Le groupe NSO est une nouvelle fois confronté à des accusations de surveillance excessive à cause de son logiciel Pegasus.

Des journalistes internationaux ont collaboré à cette enquête et publié une série d'articles sur le logiciel espion élaboré par l'entreprise israélienne NSO Group. Le logiciel aurait été utilisé pour surveiller des opposants politiques et des journalistes. Des traces, qui indiqueraient des attaques ou des tentatives d'attaques, auraient été découvertes sur 37 smartphones de journalistes et de personnalités politiques ainsi que sur ceux de membres de leur famille. Pegasus profiterait de lacunes dans le software des smartphones, pour se créer un accès à l'essentiel des données. La société israélienne se défend de ces accusations, mais si ces dernières devaient s'avérer il y aurait atteinte aux droits de l'homme.

Le ministre luxembourgeois des Affaires étrangères, Jean Asselborn:

"Je peux seulement dire: s'il s'avère, sans que je puisse cependant le dire maintenant, qu'ici au Luxembourg, quelqu'un a contribué à la réalisation des violations contre les droits de l'homme, qui ont été faites par NSO, le Luxembourg devra réagir. Et alors nous réagirons aussi. Mais je ne peux pas répondre maintenant, à cet instant, à ces questions. Je peux seulement répondre que des deux filiales qui sont ici, aucune n'a fait d'exportation."

....................

Exercices:
1 > Quelles catégories de personnes le logiciel Pegasus aurait-il visées selon l'article sur Pegasus ? Citez-les toutes.
2 > Répondez à ces questions sur l'article sur Pegasus :
(a) Sur combien de smartphones des traces d'attaques ou de tentatives d'attaques auraient-elles été découvertes ?
(b) Quelle fonction occupe Jean Asselborn ?
(c) Combien de filiales de NSO se trouvent au Luxembourg selon Jean Asselborn ?

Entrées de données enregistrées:

....................

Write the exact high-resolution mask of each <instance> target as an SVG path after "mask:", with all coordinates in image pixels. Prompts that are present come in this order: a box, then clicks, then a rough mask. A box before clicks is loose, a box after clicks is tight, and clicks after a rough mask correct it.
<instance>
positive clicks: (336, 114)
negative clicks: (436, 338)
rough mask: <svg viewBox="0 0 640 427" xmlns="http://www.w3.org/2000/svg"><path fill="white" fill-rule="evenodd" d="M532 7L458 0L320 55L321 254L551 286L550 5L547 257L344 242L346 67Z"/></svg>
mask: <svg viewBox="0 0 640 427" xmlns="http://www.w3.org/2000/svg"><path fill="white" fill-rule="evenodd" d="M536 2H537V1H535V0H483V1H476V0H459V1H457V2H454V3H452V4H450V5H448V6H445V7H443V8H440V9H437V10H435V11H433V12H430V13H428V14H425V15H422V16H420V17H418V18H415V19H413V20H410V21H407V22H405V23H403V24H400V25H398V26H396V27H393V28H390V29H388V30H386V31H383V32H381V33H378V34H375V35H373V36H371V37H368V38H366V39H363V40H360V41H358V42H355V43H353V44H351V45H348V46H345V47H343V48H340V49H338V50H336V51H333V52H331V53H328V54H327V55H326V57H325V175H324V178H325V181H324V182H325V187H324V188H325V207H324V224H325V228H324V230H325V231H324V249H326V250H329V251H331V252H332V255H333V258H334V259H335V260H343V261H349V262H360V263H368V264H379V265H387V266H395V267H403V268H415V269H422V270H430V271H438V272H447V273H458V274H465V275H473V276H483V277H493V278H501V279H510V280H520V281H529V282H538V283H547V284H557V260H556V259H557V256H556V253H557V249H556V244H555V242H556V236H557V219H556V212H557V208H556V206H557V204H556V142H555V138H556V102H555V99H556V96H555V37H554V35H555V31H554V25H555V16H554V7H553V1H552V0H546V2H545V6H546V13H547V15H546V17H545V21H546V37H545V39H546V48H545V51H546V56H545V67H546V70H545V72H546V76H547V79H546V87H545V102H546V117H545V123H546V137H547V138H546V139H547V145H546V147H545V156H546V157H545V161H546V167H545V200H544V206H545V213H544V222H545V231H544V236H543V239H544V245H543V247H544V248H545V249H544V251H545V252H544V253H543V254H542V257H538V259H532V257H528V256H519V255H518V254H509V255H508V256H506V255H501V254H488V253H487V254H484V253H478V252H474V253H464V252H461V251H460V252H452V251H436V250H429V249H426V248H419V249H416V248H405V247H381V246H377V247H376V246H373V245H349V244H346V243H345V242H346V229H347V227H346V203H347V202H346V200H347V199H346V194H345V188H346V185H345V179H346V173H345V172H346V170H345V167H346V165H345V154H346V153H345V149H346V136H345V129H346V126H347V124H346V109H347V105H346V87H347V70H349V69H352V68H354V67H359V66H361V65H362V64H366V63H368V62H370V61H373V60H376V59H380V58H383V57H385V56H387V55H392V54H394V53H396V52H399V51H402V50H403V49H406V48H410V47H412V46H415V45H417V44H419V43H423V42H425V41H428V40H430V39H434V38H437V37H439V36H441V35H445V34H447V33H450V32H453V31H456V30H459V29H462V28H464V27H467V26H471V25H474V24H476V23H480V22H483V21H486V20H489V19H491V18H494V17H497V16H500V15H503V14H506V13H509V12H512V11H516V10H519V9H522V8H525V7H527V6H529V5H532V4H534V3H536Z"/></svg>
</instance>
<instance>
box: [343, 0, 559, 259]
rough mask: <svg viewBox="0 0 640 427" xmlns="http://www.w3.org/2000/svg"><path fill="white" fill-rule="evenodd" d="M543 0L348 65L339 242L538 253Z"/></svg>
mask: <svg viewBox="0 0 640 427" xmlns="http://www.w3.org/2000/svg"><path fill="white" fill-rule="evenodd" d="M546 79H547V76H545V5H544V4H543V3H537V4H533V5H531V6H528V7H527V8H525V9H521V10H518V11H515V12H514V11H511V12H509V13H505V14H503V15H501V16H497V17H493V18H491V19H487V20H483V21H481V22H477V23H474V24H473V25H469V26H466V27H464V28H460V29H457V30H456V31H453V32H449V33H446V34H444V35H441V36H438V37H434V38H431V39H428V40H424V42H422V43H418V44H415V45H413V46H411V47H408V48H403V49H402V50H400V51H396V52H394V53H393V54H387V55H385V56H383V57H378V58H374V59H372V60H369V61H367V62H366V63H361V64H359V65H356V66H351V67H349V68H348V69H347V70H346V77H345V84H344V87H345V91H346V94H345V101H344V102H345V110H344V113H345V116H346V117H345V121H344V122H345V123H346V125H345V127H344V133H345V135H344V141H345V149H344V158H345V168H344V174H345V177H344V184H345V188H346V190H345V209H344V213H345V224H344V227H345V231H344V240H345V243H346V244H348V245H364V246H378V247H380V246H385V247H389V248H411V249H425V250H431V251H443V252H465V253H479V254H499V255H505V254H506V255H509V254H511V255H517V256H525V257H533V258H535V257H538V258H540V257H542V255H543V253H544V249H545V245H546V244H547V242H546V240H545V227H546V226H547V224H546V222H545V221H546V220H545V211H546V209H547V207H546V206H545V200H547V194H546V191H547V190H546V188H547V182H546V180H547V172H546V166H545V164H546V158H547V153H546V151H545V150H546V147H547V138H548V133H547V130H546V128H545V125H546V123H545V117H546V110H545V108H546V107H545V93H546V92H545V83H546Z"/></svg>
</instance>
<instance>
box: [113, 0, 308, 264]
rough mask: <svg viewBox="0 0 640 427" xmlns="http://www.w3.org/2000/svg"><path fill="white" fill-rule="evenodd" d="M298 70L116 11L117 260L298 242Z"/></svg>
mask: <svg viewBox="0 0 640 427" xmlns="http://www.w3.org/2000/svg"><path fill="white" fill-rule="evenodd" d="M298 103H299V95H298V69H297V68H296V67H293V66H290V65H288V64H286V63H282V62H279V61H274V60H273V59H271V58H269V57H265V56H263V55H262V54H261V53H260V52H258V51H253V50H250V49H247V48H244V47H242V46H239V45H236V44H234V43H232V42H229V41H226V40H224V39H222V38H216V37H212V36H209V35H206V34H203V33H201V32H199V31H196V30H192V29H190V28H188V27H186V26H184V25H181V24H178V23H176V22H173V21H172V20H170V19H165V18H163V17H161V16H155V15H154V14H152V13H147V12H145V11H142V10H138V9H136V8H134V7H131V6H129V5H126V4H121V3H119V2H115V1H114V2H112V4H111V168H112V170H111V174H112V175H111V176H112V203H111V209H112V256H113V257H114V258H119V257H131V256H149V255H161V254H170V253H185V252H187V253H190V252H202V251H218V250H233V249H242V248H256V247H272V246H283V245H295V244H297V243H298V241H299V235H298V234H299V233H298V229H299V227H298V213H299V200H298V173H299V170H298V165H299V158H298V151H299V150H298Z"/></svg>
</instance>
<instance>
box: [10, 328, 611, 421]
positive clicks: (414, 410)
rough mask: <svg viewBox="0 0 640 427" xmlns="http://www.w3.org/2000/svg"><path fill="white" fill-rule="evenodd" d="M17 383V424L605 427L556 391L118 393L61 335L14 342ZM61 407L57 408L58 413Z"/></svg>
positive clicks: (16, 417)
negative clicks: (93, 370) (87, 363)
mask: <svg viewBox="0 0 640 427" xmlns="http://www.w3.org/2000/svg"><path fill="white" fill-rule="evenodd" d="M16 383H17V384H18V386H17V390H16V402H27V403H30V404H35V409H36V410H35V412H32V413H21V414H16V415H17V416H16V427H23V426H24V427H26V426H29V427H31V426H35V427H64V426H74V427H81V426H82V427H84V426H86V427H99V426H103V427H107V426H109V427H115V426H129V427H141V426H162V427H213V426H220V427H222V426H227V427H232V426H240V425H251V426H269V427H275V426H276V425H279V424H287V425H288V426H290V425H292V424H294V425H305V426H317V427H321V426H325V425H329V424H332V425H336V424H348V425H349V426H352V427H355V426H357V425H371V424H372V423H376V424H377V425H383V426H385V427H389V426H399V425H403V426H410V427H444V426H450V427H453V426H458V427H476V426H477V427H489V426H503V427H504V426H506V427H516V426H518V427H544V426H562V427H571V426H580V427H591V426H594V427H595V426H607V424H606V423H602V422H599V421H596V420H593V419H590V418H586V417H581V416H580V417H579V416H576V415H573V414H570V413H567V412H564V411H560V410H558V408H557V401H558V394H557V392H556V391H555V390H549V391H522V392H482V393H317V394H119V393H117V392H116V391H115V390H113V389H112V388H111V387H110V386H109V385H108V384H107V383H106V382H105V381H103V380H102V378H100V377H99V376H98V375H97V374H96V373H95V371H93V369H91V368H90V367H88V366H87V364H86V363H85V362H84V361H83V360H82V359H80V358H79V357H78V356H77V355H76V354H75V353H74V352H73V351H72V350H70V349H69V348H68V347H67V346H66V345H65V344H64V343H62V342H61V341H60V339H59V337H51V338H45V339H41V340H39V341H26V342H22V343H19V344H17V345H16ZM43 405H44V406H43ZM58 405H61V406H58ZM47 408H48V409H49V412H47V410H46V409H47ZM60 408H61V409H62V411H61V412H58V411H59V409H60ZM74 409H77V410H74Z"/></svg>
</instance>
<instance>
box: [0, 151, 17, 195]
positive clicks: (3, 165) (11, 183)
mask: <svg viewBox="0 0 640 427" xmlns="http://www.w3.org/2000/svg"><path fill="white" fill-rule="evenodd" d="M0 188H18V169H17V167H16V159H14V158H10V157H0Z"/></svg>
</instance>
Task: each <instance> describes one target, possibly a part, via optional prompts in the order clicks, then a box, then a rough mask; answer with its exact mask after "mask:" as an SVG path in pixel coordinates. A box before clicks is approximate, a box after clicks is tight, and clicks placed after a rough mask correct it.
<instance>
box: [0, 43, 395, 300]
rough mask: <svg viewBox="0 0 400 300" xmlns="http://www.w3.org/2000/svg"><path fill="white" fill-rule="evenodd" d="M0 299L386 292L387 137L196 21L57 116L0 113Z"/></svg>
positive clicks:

....................

Corrigés ci-dessous:
1 >
- opposants politiques
- journalistes
- personnalités politiques
- membres de leur famille

2 >
(a) Sur 37 smartphones.
(b) Il est ministre luxembourgeois des Affaires étrangères.
(c) Deux filiales.